*** STUDY MATERIAL

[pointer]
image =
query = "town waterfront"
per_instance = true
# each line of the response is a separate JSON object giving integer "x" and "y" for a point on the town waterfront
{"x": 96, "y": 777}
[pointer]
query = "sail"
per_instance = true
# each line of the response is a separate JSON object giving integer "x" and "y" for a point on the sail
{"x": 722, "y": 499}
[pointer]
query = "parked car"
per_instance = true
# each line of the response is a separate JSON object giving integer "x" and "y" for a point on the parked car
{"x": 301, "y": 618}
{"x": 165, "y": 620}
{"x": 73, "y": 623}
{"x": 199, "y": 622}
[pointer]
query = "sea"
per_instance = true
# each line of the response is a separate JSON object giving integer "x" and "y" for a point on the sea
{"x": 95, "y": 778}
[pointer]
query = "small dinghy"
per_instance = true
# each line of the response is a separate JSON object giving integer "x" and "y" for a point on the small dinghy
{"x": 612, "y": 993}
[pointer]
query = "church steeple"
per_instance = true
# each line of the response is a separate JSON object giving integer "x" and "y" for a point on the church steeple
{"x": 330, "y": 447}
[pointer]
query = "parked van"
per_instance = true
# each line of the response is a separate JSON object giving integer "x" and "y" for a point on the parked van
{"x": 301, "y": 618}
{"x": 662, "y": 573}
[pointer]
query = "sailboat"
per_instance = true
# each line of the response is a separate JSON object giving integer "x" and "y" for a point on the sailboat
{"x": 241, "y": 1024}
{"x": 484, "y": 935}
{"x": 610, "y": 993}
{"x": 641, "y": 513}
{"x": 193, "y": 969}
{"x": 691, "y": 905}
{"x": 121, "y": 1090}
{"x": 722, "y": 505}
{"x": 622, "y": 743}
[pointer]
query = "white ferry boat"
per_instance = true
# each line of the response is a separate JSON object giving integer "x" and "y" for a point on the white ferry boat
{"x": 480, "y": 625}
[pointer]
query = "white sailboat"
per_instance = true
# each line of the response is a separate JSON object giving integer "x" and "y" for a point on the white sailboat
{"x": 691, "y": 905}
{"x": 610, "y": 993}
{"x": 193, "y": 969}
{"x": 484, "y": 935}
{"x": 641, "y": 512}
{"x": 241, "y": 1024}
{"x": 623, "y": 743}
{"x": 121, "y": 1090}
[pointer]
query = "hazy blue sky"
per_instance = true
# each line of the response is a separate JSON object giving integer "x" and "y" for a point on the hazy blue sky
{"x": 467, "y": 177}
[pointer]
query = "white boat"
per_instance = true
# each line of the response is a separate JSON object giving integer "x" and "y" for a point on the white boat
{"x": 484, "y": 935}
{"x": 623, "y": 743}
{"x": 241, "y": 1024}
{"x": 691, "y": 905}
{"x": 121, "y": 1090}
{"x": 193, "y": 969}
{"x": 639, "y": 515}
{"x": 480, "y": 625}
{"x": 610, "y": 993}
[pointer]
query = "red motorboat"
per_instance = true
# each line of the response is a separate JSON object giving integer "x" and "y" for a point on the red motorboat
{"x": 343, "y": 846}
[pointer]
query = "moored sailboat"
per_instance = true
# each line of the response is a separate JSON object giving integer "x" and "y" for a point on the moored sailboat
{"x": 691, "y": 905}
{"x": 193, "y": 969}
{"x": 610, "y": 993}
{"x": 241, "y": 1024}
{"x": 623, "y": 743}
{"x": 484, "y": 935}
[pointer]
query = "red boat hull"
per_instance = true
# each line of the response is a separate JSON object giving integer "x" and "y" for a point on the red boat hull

******

#### ABOUT THIS EXERCISE:
Copy all of the material word for word.

#### RESPONSE:
[pointer]
image =
query = "town waterfront"
per_instance = true
# each line of the response is a separate JSON object giving integer "x" and "y" for a point on the town waterfront
{"x": 96, "y": 777}
[pointer]
query = "sail"
per_instance = true
# each line of the response is a separate JSON object giving integer "x" and "y" for a point on the sail
{"x": 722, "y": 499}
[pointer]
query = "parked car"
per_instance = true
# each line of the response is a separate JSON object giving integer "x" and "y" for a point on the parked car
{"x": 301, "y": 618}
{"x": 165, "y": 620}
{"x": 73, "y": 623}
{"x": 199, "y": 622}
[pointer]
query = "sea"
per_instance = true
# each line of the response is a separate JSON object giving integer "x" and "y" for a point on the sea
{"x": 95, "y": 778}
[pointer]
query = "small dinghy"
per_instance = true
# each line of the response is a separate JSON object giving integer "x" and "y" for a point on the small dinghy
{"x": 612, "y": 993}
[pointer]
query = "church steeple"
per_instance = true
# each line of the response is a separate JSON object giving integer "x" and "y" for a point on the church steeple
{"x": 330, "y": 447}
[pointer]
query = "parked van"
per_instance = true
# each line of the response is a separate JSON object giving integer "x" and "y" for a point on the parked van
{"x": 301, "y": 618}
{"x": 662, "y": 573}
[pointer]
query = "sailboat"
per_instance = true
# each line of the response is a separate JSON object giving integer "x" and "y" for a point on the sailboat
{"x": 241, "y": 1024}
{"x": 484, "y": 935}
{"x": 610, "y": 993}
{"x": 641, "y": 513}
{"x": 193, "y": 969}
{"x": 691, "y": 905}
{"x": 121, "y": 1090}
{"x": 722, "y": 505}
{"x": 622, "y": 743}
[pointer]
query = "white ferry boat"
per_instance = true
# each line of the response is a separate JSON object giving integer "x" and "y" for a point on the white ferry boat
{"x": 480, "y": 625}
[pointer]
query = "white sailboat"
per_instance = true
# each line of the response is a separate JSON object giving integer "x" and "y" for a point on the white sailboat
{"x": 691, "y": 905}
{"x": 610, "y": 993}
{"x": 193, "y": 969}
{"x": 484, "y": 935}
{"x": 641, "y": 512}
{"x": 241, "y": 1024}
{"x": 623, "y": 743}
{"x": 121, "y": 1090}
[pointer]
query = "hazy blue sky"
per_instance = true
# each line of the response is a separate JSON object giving integer "x" and "y" for a point on the hazy blue sky
{"x": 467, "y": 177}
[pointer]
query = "white boat"
per_instance = true
# each line of the response is a separate JSON object giving integer "x" and "y" for a point on the white boat
{"x": 484, "y": 935}
{"x": 623, "y": 743}
{"x": 241, "y": 1024}
{"x": 691, "y": 905}
{"x": 121, "y": 1090}
{"x": 193, "y": 969}
{"x": 639, "y": 515}
{"x": 480, "y": 625}
{"x": 610, "y": 993}
[pointer]
query = "red motorboat"
per_instance = true
# each line of the response is a separate JSON object giving integer "x" and "y" for a point on the red motorboat
{"x": 343, "y": 846}
[pointer]
query = "moored sailboat"
per_instance = true
# each line of the response is a separate JSON object giving integer "x" and "y" for a point on the moored sailboat
{"x": 691, "y": 905}
{"x": 193, "y": 969}
{"x": 610, "y": 993}
{"x": 241, "y": 1024}
{"x": 623, "y": 743}
{"x": 484, "y": 935}
[pointer]
query = "red boat hull"
per_instance = true
# each line of the response is a separate JSON object giving integer "x" and "y" for a point on the red boat hull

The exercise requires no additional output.